(Rows from a dataset)
_ _ _ _ _ _ _

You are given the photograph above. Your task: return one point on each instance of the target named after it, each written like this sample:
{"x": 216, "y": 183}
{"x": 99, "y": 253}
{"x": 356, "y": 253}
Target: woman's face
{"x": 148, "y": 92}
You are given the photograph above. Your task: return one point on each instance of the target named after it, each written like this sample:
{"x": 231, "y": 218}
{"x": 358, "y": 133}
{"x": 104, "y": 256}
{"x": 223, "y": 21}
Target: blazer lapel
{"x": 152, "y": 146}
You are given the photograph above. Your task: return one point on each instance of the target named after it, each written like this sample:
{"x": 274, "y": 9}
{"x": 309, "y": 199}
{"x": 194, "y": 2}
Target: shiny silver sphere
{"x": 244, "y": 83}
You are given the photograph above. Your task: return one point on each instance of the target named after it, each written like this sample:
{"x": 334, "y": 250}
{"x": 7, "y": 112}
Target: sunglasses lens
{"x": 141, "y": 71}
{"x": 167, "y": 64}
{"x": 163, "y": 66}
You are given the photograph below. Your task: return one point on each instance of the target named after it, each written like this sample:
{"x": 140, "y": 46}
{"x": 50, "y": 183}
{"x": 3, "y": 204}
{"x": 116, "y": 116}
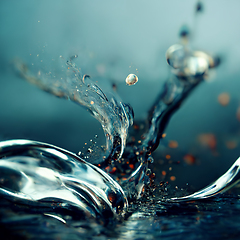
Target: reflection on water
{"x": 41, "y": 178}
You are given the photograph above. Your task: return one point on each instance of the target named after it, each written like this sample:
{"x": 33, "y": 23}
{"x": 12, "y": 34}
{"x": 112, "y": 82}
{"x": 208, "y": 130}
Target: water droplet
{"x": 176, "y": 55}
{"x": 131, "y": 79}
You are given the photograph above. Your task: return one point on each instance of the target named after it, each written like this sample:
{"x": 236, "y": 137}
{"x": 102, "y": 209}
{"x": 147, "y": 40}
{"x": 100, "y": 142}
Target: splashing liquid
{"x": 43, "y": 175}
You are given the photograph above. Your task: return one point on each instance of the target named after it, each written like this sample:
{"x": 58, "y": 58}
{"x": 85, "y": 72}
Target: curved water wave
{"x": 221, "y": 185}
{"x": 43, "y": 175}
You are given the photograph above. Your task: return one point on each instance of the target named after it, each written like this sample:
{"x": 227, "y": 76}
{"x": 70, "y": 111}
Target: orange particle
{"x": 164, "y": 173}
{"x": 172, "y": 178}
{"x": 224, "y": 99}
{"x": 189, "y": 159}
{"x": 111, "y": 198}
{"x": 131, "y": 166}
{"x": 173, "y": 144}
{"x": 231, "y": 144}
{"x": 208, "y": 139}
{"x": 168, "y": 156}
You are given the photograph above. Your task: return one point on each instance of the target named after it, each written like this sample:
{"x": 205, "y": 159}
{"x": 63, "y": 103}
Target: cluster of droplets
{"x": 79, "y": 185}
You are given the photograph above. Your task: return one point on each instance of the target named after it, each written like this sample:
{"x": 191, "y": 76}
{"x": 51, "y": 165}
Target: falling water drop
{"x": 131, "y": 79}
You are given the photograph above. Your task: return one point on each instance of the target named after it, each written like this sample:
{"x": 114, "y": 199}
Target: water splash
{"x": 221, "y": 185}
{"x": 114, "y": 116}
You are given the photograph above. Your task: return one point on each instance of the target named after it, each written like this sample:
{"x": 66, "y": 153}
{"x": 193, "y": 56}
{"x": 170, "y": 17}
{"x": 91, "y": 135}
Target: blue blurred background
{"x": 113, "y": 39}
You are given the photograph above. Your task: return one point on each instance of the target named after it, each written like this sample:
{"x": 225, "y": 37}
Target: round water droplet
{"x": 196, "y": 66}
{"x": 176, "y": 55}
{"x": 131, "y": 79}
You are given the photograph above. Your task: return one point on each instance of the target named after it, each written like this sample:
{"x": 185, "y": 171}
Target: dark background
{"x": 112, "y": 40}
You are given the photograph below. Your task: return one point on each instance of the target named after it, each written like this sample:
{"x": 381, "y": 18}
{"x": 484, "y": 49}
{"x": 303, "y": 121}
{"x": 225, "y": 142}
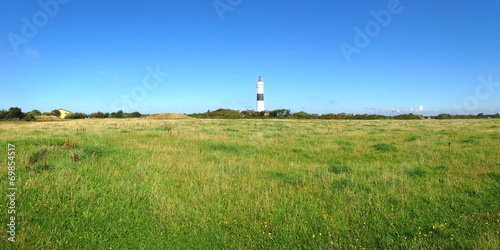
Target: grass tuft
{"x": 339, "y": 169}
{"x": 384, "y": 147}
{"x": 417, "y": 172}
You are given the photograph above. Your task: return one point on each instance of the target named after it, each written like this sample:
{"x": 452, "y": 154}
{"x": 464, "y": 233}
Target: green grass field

_ _ _ _ _ _ _

(WHAT IS EXPECTED) Go through the material above and print all of it exactly, except the pictures.

(COMPLETED EXERCISE)
You are given the photograph above. Your task: return one point on each instance of the target named after it, each written like this sample:
{"x": 216, "y": 183}
{"x": 99, "y": 253}
{"x": 356, "y": 253}
Target: woman's face
{"x": 148, "y": 92}
You are given the photograph above. Your task: return one point on each instance of the target named after it, each written like this sample:
{"x": 231, "y": 218}
{"x": 358, "y": 133}
{"x": 104, "y": 256}
{"x": 223, "y": 21}
Target: blazer lapel
{"x": 152, "y": 146}
You are given the photograph above. Your task: return one point on each instance of the target named after it, each written like this sample:
{"x": 274, "y": 9}
{"x": 309, "y": 199}
{"x": 194, "y": 2}
Target: shiny silver sphere
{"x": 244, "y": 83}
You are given the photograph above. Your task: return one point on each instance of the target named after it, each written like this sample:
{"x": 334, "y": 250}
{"x": 7, "y": 112}
Target: sunglasses lens
{"x": 141, "y": 71}
{"x": 167, "y": 64}
{"x": 163, "y": 66}
You are given the photograph below. Your task: return one point on each instance of the target named after it, each written like this sample:
{"x": 140, "y": 46}
{"x": 50, "y": 183}
{"x": 3, "y": 204}
{"x": 116, "y": 116}
Target: reflection on water
{"x": 41, "y": 178}
You are given the photograph above. Your task: return one point on each instance of the target named after it, each written like this sample:
{"x": 33, "y": 23}
{"x": 12, "y": 34}
{"x": 112, "y": 82}
{"x": 208, "y": 130}
Target: water droplet
{"x": 176, "y": 55}
{"x": 131, "y": 79}
You are given the photograph above. Your task: return one point on each instance of the target named after it, each written like this sample:
{"x": 236, "y": 137}
{"x": 102, "y": 209}
{"x": 147, "y": 40}
{"x": 100, "y": 142}
Target: splashing liquid
{"x": 43, "y": 175}
You are given the photograph above. Your task: return one point on each instance of the target named after it, each written like this sample:
{"x": 58, "y": 58}
{"x": 85, "y": 72}
Target: curved water wave
{"x": 221, "y": 185}
{"x": 43, "y": 175}
You are given the photograph above. Your task: return one point on each instance of the target named after it, each written like this sample:
{"x": 227, "y": 76}
{"x": 70, "y": 111}
Target: orange particle
{"x": 164, "y": 173}
{"x": 172, "y": 178}
{"x": 224, "y": 99}
{"x": 189, "y": 159}
{"x": 111, "y": 198}
{"x": 131, "y": 166}
{"x": 173, "y": 144}
{"x": 231, "y": 144}
{"x": 208, "y": 139}
{"x": 168, "y": 156}
You are given the photograph above. Your task: return one point on each instance of the target named after it, each written like this sample:
{"x": 205, "y": 159}
{"x": 63, "y": 103}
Target: cluster of droplets
{"x": 79, "y": 185}
You are given the photograph above. Your task: return one point on each instance of the target named after it, each written like this sample:
{"x": 191, "y": 76}
{"x": 51, "y": 165}
Target: falling water drop
{"x": 131, "y": 79}
You are given the photograph above. Your task: return one point on each instance of the target named after it, each written like this sample:
{"x": 114, "y": 199}
Target: water splash
{"x": 221, "y": 185}
{"x": 114, "y": 116}
You are given the photograph above. Your task: return one point on each instance of the target named after it, each written like this sample:
{"x": 66, "y": 153}
{"x": 193, "y": 56}
{"x": 170, "y": 17}
{"x": 91, "y": 135}
Target: blue blurred background
{"x": 113, "y": 39}
You are given the photograph above. Your task: return one point on each instance of the target named after it, each written like this sample:
{"x": 225, "y": 37}
Target: round water droplet
{"x": 196, "y": 66}
{"x": 176, "y": 55}
{"x": 131, "y": 79}
You are given the photograph above. Your task: return one point on each instance of the target named after it, each written like this sample:
{"x": 185, "y": 171}
Target: dark background
{"x": 112, "y": 40}
You are given the photograph below. Your task: return one point on each instance of the target named after it, each written like this sample:
{"x": 381, "y": 18}
{"x": 484, "y": 49}
{"x": 303, "y": 121}
{"x": 225, "y": 142}
Target: grass tuft
{"x": 339, "y": 169}
{"x": 384, "y": 147}
{"x": 417, "y": 172}
You are given the photograph above. Your task: return one point on each instance of the target named after it, each written like this sample:
{"x": 452, "y": 154}
{"x": 464, "y": 233}
Target: green grass field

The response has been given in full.